:: EXTRAIT DU TEXTE ::
+---+

INTRODUCTION - UN PHÉNOMÈNE SOUS-ESTIMÉ AU CoeUR DE L'ÉCONOMIE CONTEMPORAINE
Votre commission d'enquête a été confrontée, surtout dans les tout débuts de ses auditions dont l'ordre chronologique peut être consulté en annexe, à l'existence d'un double-embarras chez ses interlocuteurs : celui de la quantification du phénomène à laquelle, globalement ils se refusèrent ; celui de sa qualification, à la fois sous l'angle de son ampleur et, même, d'une certaine manière, de sa nature.
Dans la poursuite de ses travaux, votre commission a été à même de découvrir un « faisceau d'indices », la conduisant à estimer qu'elle avait affaire à un phénomène au coeur de l'économie contemporaine et présentant de forts enjeux fiscaux. Ce dernier jugement résulte d'une quantification partielle du risque d'évasion fiscale internationale, qui la situe à des niveaux plus que significatifs.

+---+

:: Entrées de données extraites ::
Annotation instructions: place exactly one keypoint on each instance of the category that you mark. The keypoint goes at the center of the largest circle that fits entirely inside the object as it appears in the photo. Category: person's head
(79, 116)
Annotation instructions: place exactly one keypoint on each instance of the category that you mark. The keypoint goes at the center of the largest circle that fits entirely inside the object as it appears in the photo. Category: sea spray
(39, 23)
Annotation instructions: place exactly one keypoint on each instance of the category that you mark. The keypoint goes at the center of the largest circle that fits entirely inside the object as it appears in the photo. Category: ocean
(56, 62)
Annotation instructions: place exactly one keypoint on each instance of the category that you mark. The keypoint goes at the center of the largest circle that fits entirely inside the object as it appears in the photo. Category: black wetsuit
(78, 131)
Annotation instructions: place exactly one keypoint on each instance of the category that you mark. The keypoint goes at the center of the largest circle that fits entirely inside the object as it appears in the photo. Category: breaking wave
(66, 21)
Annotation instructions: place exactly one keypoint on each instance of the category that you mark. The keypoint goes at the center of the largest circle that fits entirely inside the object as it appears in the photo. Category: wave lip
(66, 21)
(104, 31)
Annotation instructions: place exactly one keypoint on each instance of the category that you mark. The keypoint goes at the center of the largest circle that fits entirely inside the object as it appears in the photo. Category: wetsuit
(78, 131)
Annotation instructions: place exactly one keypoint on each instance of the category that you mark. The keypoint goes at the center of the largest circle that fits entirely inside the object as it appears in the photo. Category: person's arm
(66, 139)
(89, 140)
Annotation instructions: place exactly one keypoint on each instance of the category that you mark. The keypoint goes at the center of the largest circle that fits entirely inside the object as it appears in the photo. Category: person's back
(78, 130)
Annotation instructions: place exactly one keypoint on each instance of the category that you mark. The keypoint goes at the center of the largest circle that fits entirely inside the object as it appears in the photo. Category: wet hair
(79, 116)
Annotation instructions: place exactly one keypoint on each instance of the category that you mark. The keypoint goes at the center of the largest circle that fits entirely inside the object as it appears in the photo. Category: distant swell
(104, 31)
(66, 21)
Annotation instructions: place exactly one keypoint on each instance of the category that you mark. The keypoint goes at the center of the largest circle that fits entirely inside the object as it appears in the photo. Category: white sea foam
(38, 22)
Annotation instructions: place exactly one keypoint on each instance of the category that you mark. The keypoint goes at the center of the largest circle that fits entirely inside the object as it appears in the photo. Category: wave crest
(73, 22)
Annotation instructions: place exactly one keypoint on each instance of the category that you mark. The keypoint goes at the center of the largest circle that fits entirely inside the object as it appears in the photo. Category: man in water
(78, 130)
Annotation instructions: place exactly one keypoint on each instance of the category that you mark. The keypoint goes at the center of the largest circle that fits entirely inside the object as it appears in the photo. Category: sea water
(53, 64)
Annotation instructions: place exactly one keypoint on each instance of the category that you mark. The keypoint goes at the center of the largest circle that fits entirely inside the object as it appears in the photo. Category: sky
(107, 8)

+---+

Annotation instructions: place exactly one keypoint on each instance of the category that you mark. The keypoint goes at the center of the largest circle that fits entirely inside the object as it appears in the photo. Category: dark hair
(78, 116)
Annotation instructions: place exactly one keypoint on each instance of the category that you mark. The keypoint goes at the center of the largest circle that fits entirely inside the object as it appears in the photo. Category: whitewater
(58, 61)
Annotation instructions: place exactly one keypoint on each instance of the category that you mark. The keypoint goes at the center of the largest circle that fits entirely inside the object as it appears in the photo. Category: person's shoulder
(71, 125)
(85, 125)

+---+

:: TÂCHES ::
a. Imprimez intégralement le texte sur l'évasion fiscale internationale, sans y apporter la moindre modification.
b. Comptez les lignes des entrées où figure la chaîne « head », en tenant compte de la casse, et indiquez seulement ce nombre.
Les entrées n'ont aucun lien avec le texte.

:: RÉSULTATS ::
a.
INTRODUCTION - UN PHÉNOMÈNE SOUS-ESTIMÉ AU CoeUR DE L'ÉCONOMIE CONTEMPORAINE
Votre commission d'enquête a été confrontée, surtout dans les tout débuts de ses auditions dont l'ordre chronologique peut être consulté en annexe, à l'existence d'un double-embarras chez ses interlocuteurs : celui de la quantification du phénomène à laquelle, globalement ils se refusèrent ; celui de sa qualification, à la fois sous l'angle de son ampleur et, même, d'une certaine manière, de sa nature.
Dans la poursuite de ses travaux, votre commission a été à même de découvrir un « faisceau d'indices », la conduisant à estimer qu'elle avait affaire à un phénomène au coeur de l'économie contemporaine et présentant de forts enjeux fiscaux. Ce dernier jugement résulte d'une quantification partielle du risque d'évasion fiscale internationale, qui la situe à des niveaux plus que significatifs.

b. 1